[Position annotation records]
#####
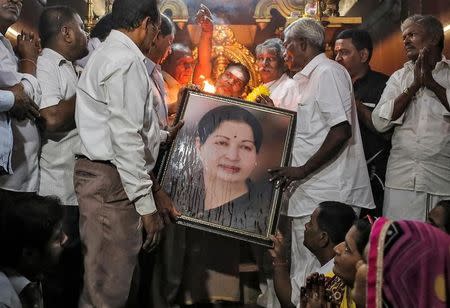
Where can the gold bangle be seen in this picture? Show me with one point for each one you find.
(158, 188)
(28, 60)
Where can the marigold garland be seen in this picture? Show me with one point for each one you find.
(259, 90)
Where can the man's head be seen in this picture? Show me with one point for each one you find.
(328, 225)
(139, 19)
(269, 59)
(162, 46)
(61, 29)
(353, 49)
(102, 28)
(31, 236)
(439, 216)
(233, 80)
(303, 40)
(180, 64)
(9, 13)
(421, 31)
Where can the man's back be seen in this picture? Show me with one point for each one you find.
(327, 100)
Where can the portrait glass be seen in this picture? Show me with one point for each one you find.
(216, 169)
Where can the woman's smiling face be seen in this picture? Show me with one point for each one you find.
(229, 152)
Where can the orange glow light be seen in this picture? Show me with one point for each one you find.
(207, 86)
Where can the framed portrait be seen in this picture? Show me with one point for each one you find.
(216, 168)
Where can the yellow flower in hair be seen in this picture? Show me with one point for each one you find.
(259, 90)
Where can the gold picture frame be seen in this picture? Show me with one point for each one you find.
(216, 169)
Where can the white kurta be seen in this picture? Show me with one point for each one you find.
(115, 117)
(58, 80)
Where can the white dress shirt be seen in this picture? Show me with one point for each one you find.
(6, 142)
(326, 99)
(26, 139)
(284, 92)
(115, 117)
(58, 81)
(10, 289)
(420, 154)
(93, 44)
(159, 96)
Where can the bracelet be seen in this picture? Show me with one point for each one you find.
(28, 60)
(158, 188)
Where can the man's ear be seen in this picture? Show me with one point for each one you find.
(434, 40)
(145, 23)
(67, 33)
(303, 44)
(30, 255)
(364, 55)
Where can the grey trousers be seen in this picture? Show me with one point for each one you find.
(110, 233)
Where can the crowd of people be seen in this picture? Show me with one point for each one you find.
(84, 122)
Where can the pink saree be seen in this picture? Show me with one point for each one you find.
(408, 265)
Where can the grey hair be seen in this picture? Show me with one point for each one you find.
(274, 45)
(432, 26)
(309, 29)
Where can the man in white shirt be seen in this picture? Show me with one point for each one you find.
(177, 73)
(13, 102)
(119, 133)
(157, 54)
(271, 67)
(19, 73)
(63, 40)
(327, 156)
(415, 103)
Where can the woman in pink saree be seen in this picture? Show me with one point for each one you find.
(408, 265)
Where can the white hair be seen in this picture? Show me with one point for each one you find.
(309, 29)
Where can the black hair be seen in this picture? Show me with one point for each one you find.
(445, 204)
(129, 14)
(27, 220)
(52, 19)
(102, 28)
(335, 218)
(360, 39)
(214, 117)
(242, 67)
(167, 26)
(363, 226)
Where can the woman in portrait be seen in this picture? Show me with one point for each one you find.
(228, 141)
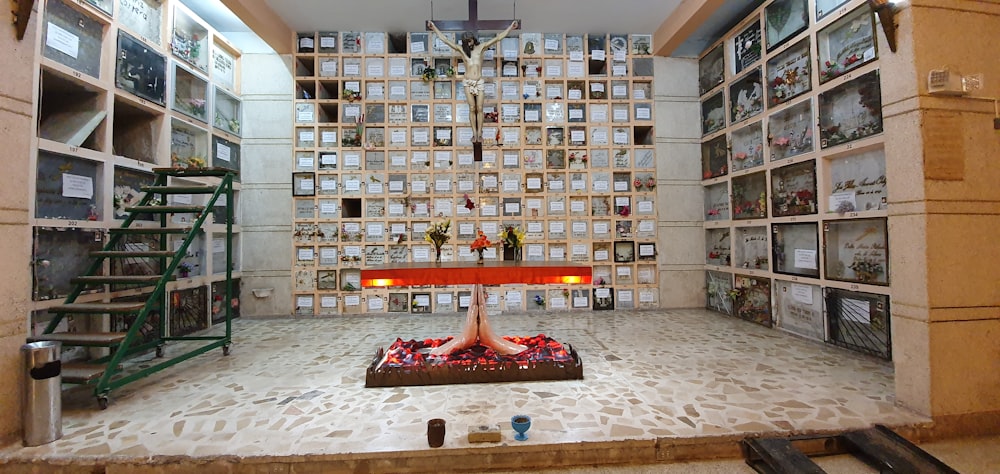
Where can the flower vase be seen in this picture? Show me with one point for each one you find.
(512, 253)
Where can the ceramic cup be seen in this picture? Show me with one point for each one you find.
(435, 432)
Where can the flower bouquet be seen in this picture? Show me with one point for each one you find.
(480, 244)
(512, 238)
(438, 235)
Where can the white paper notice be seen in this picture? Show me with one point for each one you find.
(513, 297)
(77, 186)
(222, 152)
(802, 293)
(62, 41)
(647, 250)
(805, 258)
(836, 199)
(421, 253)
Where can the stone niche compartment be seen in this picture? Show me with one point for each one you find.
(750, 249)
(711, 70)
(856, 182)
(846, 44)
(713, 114)
(851, 111)
(790, 131)
(789, 74)
(190, 40)
(749, 196)
(719, 287)
(717, 202)
(857, 250)
(718, 247)
(714, 158)
(795, 249)
(72, 112)
(752, 299)
(190, 93)
(143, 17)
(59, 255)
(140, 70)
(793, 190)
(748, 147)
(67, 188)
(859, 322)
(72, 38)
(800, 309)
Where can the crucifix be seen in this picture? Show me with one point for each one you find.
(472, 55)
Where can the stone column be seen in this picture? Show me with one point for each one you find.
(679, 194)
(944, 214)
(266, 194)
(16, 134)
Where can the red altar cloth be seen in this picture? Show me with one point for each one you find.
(465, 273)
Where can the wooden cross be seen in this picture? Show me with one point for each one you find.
(474, 24)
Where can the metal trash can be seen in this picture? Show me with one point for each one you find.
(42, 407)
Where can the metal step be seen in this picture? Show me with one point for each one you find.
(98, 308)
(79, 372)
(149, 230)
(95, 339)
(879, 447)
(166, 209)
(130, 253)
(210, 171)
(178, 189)
(777, 456)
(121, 280)
(886, 451)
#####
- _TASK DETAILS_
Keep every word of the data as it is when you write it out, but drop the pictures.

- _SOLUTION TO THIS EXERCISE_
Where can the gold bangle be seen in this picture? Show me with one point for each one you find.
(158, 188)
(28, 60)
Where can the marigold garland be seen in this picture? Show me with one point for each one you find.
(259, 90)
Where can the man's head be seen in this picture? Show me with one point for each one you find.
(328, 225)
(139, 19)
(269, 59)
(162, 46)
(61, 29)
(353, 49)
(102, 28)
(31, 236)
(439, 216)
(233, 80)
(303, 40)
(180, 64)
(9, 13)
(421, 31)
Where can the man's back be seen in this picture? Show me with one point for each one you find.
(327, 100)
Where can the portrait glass be seen in this picture? Show me with one point for each one you find.
(216, 169)
Where can the woman's smiling face be seen in this picture? Show me with one point for each one you find.
(229, 152)
Where can the orange glow light be seen in this picture? Show me with one point for each one you find.
(207, 86)
Where can the framed portrait be seen in this picture? Show me with one point for each one you find.
(216, 168)
Where can the yellow flower in hair be seen in this picture? Show me with one point for each one you find.
(259, 90)
Where can the gold picture frame be seen in this picture? Show me with one point for each one you find.
(216, 169)
Where can the white kurta be seen in this picture? Show me with one point for each one you find.
(115, 117)
(58, 80)
Where can the white dress shirt be seen in this picture? Show me with one point for each one you find.
(6, 142)
(326, 99)
(26, 139)
(284, 92)
(115, 117)
(58, 81)
(10, 289)
(420, 154)
(93, 44)
(159, 96)
Where can the bracelet be seen in this picture? Show me with one point for each one you find.
(28, 60)
(158, 188)
Where can the man's ear be seen in this picture? Show me with one point for each one you find.
(434, 40)
(145, 23)
(67, 33)
(303, 44)
(30, 255)
(364, 55)
Where can the grey trousers be seen in this picture? Show me with one point for each one you find.
(110, 233)
Where can the crowd of people be seen in this picture? Show me with one point for each one you find.
(84, 122)
Where can the pink saree be seen in this picture? Show me with one point for each one you find.
(408, 265)
Where can the grey hair be seen in this picture? Show me with one point for each one you find.
(274, 45)
(432, 26)
(309, 29)
Where can the man in white shirt be seen in this picture? Show me with one point for each one you find.
(177, 73)
(13, 102)
(119, 133)
(157, 54)
(271, 67)
(19, 73)
(63, 40)
(327, 156)
(415, 103)
Where can the woman in pink saree be seen in this picture? Show me with one point for each one you find.
(408, 265)
Where can the white hair be seen in this picture? Show me with one point for each one you find.
(309, 29)
Where can the black hair be seen in this picture? Show me with one point for each one you find.
(445, 204)
(129, 14)
(27, 220)
(52, 19)
(102, 28)
(335, 218)
(360, 39)
(214, 117)
(242, 67)
(167, 26)
(363, 226)
Where can the woman in portrait be seen in this picture? Show me with one point for each one you find.
(228, 141)
Where can the flower vase be seen in this picture? Show me with one point for each one you find.
(512, 253)
Where can the ceramic cup be seen in this picture? Show me with one point for each one you find.
(435, 432)
Where can the flower bouquet be seen in this picture? Show me with one point for each one you find.
(480, 244)
(512, 238)
(438, 235)
Where can the white paper notice be seen in this picture? Show me with one point for each one you find.
(513, 297)
(77, 186)
(222, 152)
(802, 293)
(62, 41)
(647, 250)
(805, 258)
(836, 199)
(421, 253)
Where can the stone niche compartment be seen in this picture? Show me with one point for each one you find.
(750, 249)
(711, 70)
(856, 182)
(846, 44)
(713, 114)
(851, 111)
(790, 131)
(789, 74)
(190, 40)
(749, 196)
(719, 287)
(717, 202)
(857, 250)
(718, 247)
(714, 158)
(795, 249)
(72, 112)
(752, 299)
(190, 93)
(143, 17)
(59, 255)
(140, 70)
(793, 190)
(748, 147)
(67, 188)
(859, 322)
(72, 38)
(800, 309)
Where can the crucifix be seen in this picture? Show me with one point for each one you find.
(472, 55)
Where can the stone column be seen in this picture? Show me with one point for each one you find.
(679, 194)
(944, 214)
(266, 194)
(16, 134)
Where can the red altar cloth be seen in this picture? Show me with one point for each one you find.
(465, 273)
Where can the wooden cross be seen in this picture? Show me with one point for each one you find.
(474, 24)
Where can the metal trash can be seen in this picture? Show me with one point for each one you find.
(42, 407)
Where can the metal step be seen in this picture? Show me with one point for each one you find.
(98, 308)
(79, 372)
(149, 230)
(95, 339)
(879, 447)
(166, 209)
(130, 253)
(210, 171)
(178, 189)
(777, 456)
(121, 280)
(886, 451)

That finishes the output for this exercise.